**DIRECTIONS:** Go through the entries below and print each one exactly, leaving out pictures.

════

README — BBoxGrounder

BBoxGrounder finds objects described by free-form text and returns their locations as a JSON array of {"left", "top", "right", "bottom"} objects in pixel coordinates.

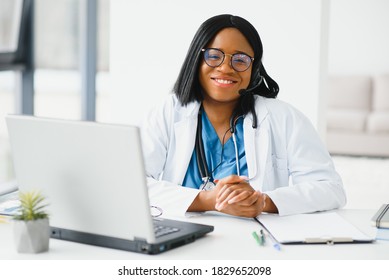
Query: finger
[
  {"left": 226, "top": 190, "right": 253, "bottom": 204},
  {"left": 215, "top": 186, "right": 253, "bottom": 209},
  {"left": 216, "top": 184, "right": 233, "bottom": 202},
  {"left": 229, "top": 192, "right": 262, "bottom": 207},
  {"left": 215, "top": 175, "right": 248, "bottom": 186}
]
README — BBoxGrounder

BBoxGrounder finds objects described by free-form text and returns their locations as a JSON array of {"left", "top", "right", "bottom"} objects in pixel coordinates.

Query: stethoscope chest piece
[{"left": 200, "top": 179, "right": 216, "bottom": 191}]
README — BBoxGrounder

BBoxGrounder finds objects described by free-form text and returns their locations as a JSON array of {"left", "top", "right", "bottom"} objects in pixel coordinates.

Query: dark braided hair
[{"left": 173, "top": 14, "right": 279, "bottom": 128}]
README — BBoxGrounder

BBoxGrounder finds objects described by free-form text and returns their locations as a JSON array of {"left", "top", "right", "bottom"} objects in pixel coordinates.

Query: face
[{"left": 199, "top": 28, "right": 254, "bottom": 102}]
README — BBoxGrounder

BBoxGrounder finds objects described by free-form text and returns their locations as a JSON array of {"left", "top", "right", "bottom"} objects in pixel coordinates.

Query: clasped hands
[{"left": 210, "top": 175, "right": 266, "bottom": 218}]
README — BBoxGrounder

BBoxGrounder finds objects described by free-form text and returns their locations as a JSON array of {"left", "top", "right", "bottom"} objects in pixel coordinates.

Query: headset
[{"left": 195, "top": 76, "right": 266, "bottom": 191}]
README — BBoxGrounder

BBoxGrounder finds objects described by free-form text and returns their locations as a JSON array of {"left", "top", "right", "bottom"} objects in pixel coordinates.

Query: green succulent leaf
[{"left": 13, "top": 191, "right": 49, "bottom": 221}]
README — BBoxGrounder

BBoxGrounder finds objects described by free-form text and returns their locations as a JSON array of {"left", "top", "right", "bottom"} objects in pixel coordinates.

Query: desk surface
[{"left": 0, "top": 209, "right": 389, "bottom": 260}]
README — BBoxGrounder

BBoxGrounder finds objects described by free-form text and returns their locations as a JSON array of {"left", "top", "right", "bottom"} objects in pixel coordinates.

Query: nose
[{"left": 218, "top": 54, "right": 235, "bottom": 73}]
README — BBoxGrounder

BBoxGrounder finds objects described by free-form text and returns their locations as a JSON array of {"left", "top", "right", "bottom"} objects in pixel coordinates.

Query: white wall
[
  {"left": 329, "top": 0, "right": 389, "bottom": 75},
  {"left": 110, "top": 0, "right": 328, "bottom": 131}
]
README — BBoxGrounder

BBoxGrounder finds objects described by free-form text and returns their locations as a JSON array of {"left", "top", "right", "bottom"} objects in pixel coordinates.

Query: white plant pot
[{"left": 13, "top": 219, "right": 50, "bottom": 253}]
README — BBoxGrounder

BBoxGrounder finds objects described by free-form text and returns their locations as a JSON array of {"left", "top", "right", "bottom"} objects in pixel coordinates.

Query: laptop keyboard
[{"left": 154, "top": 225, "right": 180, "bottom": 237}]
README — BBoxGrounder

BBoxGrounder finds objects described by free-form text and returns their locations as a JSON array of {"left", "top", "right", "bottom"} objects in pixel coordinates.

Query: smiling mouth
[{"left": 212, "top": 78, "right": 236, "bottom": 85}]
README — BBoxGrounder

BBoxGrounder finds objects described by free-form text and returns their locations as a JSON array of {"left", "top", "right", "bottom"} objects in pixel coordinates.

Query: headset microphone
[{"left": 239, "top": 76, "right": 263, "bottom": 96}]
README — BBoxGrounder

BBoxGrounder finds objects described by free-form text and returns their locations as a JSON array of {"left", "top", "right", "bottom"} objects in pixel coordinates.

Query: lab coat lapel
[
  {"left": 244, "top": 98, "right": 270, "bottom": 189},
  {"left": 172, "top": 106, "right": 197, "bottom": 184}
]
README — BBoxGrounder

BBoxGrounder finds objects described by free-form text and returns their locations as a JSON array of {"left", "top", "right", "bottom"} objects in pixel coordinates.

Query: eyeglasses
[{"left": 201, "top": 48, "right": 254, "bottom": 72}]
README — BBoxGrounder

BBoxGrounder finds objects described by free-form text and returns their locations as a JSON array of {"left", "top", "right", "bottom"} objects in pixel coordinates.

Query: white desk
[{"left": 0, "top": 210, "right": 389, "bottom": 260}]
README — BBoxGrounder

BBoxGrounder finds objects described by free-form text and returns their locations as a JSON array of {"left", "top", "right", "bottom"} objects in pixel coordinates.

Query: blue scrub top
[{"left": 182, "top": 111, "right": 248, "bottom": 189}]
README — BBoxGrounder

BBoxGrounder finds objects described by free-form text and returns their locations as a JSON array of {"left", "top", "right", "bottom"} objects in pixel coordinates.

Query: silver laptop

════

**WRITTEN SOLUTION:**
README — BBoxGrounder

BBoxGrounder finds objects described by free-form text and returns their locations as a JSON array of {"left", "top", "right", "bottom"} objects in pixel coordinates.

Query: finger
[
  {"left": 226, "top": 190, "right": 253, "bottom": 204},
  {"left": 215, "top": 186, "right": 253, "bottom": 209},
  {"left": 216, "top": 184, "right": 233, "bottom": 202},
  {"left": 229, "top": 192, "right": 262, "bottom": 207},
  {"left": 215, "top": 175, "right": 248, "bottom": 186}
]
README — BBoxGrounder

BBoxGrounder finds objects described by free-form text and returns their locations as a JSON array of {"left", "top", "right", "bottom"} objects in pixel coordinates.

Query: stethoscope chest piece
[{"left": 200, "top": 179, "right": 216, "bottom": 191}]
README — BBoxGrounder

BBoxGrounder finds objects described by free-form text and returns their locations as a JSON array of {"left", "top", "right", "bottom"} objects in pixel coordinates.

Query: dark braided hair
[{"left": 173, "top": 14, "right": 279, "bottom": 128}]
README — BBoxGrounder

BBoxGrounder finds objects described by free-form text and returns their locations as a JSON array of {"left", "top", "right", "bottom"} objects in pixel coordinates.

Query: face
[{"left": 199, "top": 28, "right": 254, "bottom": 102}]
README — BBoxGrounder

BBoxGrounder finds objects described by free-form text and returns their locations as a JSON array of {"left", "top", "right", "bottom"} objects in pixel coordinates.

Query: clasped hands
[{"left": 210, "top": 175, "right": 266, "bottom": 218}]
README — BBoxGrounder

BBoxGrounder finds objects described by free-form text and returns their locations as a JSON array of {"left", "top", "right", "bottom"} objects in pixel coordinates.

Query: headset
[{"left": 195, "top": 76, "right": 266, "bottom": 191}]
README — BBoxGrounder

BBoxGrounder finds objects described by free-form text and returns their locations as a JSON array of {"left", "top", "right", "bottom"} objects in pixel coordinates.

Query: green succulent leaf
[{"left": 13, "top": 191, "right": 49, "bottom": 221}]
README — BBoxGrounder

BBoxGrounder finds objects described by free-form text and returns their locations as a JSON array of {"left", "top", "right", "bottom"} objects in pixel coordinates.

Query: desk surface
[{"left": 0, "top": 209, "right": 389, "bottom": 260}]
README — BBoxGrounder

BBoxGrounder finds objects described by free-form text and returns their locations as a JSON array of {"left", "top", "right", "bottom"} objects in pixel coordinates.

Query: nose
[{"left": 218, "top": 54, "right": 235, "bottom": 73}]
README — BBoxGrounder

BBoxGrounder finds objects described by free-form text and returns their locations as a JSON array of {"left", "top", "right", "bottom"} objects in pixel coordinates.

Query: white wall
[
  {"left": 329, "top": 0, "right": 389, "bottom": 75},
  {"left": 110, "top": 0, "right": 328, "bottom": 131}
]
README — BBoxGrounder

BBoxGrounder finds objects described by free-form text and returns their locations as a JSON array of {"left", "top", "right", "bottom"} objects in pixel coordinates.

Query: white plant pot
[{"left": 13, "top": 219, "right": 50, "bottom": 253}]
README — BBoxGrounder

BBoxGrounder finds objects described by free-form text and returns their locations as a JSON array of {"left", "top", "right", "bottom"} objects in pixel coordinates.

Query: laptop keyboard
[{"left": 154, "top": 225, "right": 180, "bottom": 237}]
README — BBoxGrounder

BBoxGrounder finds objects described by free-form text and returns their locations as a JSON array of {"left", "top", "right", "bottom"} objects in pixel coordinates.

Query: smiling mouth
[{"left": 212, "top": 78, "right": 236, "bottom": 85}]
README — BBoxGrounder

BBoxGrounder finds objects described by free-form text and returns their locations as a JSON array of {"left", "top", "right", "bottom"} objects in pixel coordinates.

Query: headset microphone
[{"left": 239, "top": 76, "right": 263, "bottom": 96}]
README — BBoxGrounder

BBoxGrounder finds objects described by free-form text and returns their locations as a JSON array of {"left", "top", "right", "bottom"} objects in pixel coordinates.

Query: lab coat lapel
[
  {"left": 244, "top": 98, "right": 270, "bottom": 189},
  {"left": 172, "top": 106, "right": 197, "bottom": 184}
]
README — BBoxGrounder

BBoxGrounder finds objects described by free-form text and returns their locations as a JSON array of {"left", "top", "right", "bottom"} objects in pixel coordinates.

Query: eyeglasses
[{"left": 201, "top": 48, "right": 254, "bottom": 72}]
README — BBoxGrounder

BBoxGrounder finds objects described by free-form text and returns their locations as a JSON array of {"left", "top", "right", "bottom"} objects in pixel coordinates.

Query: white desk
[{"left": 0, "top": 210, "right": 389, "bottom": 260}]
README — BBoxGrounder

BBoxGrounder finds objects described by free-form text and returns their locations as a JSON array of {"left", "top", "right", "bottom"} objects in pixel coordinates.

Query: blue scrub top
[{"left": 182, "top": 111, "right": 248, "bottom": 189}]
README — BBoxGrounder

BBoxGrounder finds objects described by free-form text and returns their locations as a JSON array of {"left", "top", "right", "bottom"} objects in pixel coordinates.

Query: silver laptop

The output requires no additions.